**Information supplied**
::::::
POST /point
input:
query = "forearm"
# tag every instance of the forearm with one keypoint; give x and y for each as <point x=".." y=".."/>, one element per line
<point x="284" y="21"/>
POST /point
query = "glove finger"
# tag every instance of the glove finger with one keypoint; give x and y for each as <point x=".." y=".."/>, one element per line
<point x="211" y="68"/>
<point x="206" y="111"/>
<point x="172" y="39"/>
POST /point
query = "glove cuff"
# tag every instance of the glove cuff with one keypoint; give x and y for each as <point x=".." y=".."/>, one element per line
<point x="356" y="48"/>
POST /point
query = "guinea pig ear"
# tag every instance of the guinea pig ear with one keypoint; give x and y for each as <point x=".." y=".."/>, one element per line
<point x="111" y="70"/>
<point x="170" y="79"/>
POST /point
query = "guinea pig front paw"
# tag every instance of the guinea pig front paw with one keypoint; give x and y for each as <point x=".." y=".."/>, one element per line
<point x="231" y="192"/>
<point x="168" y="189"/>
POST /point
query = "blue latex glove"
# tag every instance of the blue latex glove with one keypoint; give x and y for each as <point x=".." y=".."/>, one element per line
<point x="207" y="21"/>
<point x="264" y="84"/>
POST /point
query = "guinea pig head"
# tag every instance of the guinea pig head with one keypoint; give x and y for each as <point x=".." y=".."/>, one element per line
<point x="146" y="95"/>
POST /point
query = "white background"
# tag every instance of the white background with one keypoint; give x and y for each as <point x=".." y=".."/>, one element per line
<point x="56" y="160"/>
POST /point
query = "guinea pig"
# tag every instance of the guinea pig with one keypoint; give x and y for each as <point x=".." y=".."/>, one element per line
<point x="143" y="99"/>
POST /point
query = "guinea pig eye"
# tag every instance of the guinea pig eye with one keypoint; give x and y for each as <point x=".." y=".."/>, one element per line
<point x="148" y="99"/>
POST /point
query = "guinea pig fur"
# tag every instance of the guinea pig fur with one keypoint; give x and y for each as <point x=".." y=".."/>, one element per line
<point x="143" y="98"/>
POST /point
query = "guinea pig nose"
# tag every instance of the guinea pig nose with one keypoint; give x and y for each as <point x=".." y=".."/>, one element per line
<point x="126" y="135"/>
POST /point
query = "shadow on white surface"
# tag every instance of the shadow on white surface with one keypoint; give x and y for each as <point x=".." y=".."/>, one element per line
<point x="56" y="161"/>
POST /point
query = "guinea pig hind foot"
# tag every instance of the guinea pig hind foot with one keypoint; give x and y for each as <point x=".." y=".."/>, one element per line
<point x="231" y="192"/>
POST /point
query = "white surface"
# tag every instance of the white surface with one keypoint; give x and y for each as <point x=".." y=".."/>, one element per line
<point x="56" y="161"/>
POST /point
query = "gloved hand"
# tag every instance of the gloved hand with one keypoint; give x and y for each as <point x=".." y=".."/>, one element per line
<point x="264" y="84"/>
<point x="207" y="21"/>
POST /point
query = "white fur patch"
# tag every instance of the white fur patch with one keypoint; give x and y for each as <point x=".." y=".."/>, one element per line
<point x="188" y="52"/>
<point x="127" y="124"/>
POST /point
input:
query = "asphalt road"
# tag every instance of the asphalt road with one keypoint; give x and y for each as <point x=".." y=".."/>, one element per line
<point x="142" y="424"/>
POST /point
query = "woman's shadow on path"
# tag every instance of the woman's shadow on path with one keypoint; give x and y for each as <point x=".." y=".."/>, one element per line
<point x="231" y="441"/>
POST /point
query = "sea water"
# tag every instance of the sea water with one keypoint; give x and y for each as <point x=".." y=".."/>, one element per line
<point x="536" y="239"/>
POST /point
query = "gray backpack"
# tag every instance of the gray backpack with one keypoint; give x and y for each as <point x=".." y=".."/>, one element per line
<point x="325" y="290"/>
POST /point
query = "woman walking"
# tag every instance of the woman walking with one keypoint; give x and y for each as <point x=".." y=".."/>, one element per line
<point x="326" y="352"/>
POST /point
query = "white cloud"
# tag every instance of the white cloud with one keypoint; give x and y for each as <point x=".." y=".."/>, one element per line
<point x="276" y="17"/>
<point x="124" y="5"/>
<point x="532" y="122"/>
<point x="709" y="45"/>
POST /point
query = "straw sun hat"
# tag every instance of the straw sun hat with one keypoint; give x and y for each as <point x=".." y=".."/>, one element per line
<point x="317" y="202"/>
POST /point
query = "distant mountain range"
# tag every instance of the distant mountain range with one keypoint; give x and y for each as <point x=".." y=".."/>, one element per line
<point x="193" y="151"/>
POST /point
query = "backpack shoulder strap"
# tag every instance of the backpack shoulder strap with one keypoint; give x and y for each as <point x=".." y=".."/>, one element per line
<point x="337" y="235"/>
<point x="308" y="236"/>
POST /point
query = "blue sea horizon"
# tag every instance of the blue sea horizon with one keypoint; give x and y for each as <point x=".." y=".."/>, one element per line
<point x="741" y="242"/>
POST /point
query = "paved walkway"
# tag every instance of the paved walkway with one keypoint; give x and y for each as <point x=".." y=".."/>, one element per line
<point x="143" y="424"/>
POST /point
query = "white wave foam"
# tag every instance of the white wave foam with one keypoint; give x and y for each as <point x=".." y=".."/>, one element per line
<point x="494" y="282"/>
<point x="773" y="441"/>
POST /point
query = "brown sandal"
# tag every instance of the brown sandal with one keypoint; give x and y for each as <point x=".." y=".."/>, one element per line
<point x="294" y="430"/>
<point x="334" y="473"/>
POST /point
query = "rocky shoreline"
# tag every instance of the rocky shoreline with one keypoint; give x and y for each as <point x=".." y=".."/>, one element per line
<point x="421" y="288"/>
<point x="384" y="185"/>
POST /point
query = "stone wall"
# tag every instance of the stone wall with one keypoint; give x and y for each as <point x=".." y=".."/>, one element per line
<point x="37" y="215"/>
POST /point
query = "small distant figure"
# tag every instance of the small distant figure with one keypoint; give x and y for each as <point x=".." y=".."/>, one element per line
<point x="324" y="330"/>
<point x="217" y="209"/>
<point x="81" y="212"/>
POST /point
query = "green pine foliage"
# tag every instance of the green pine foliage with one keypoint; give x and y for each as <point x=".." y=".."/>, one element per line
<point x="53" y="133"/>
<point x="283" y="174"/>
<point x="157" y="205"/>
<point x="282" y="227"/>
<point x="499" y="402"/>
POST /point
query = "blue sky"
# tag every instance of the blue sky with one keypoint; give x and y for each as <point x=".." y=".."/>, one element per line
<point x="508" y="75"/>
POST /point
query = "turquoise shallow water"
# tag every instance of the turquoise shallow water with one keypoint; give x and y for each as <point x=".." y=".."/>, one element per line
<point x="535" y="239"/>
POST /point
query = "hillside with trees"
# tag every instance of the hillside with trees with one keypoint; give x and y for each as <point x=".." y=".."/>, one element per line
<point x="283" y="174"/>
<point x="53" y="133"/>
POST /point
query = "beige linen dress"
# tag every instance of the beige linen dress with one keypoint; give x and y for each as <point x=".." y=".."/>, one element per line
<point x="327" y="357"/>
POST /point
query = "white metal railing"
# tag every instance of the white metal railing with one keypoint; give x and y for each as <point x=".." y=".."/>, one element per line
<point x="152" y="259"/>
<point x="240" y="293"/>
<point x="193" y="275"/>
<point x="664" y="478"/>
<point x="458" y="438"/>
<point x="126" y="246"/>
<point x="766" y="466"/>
::::::
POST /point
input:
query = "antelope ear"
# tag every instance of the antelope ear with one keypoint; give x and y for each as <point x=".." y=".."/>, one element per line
::::::
**Requirement**
Show the lines from the data above that contain the string "antelope".

**Solution for this task**
query = "antelope ear"
# tag every instance of the antelope ear with one keypoint; give x and y for each as <point x=".." y=".."/>, one element per line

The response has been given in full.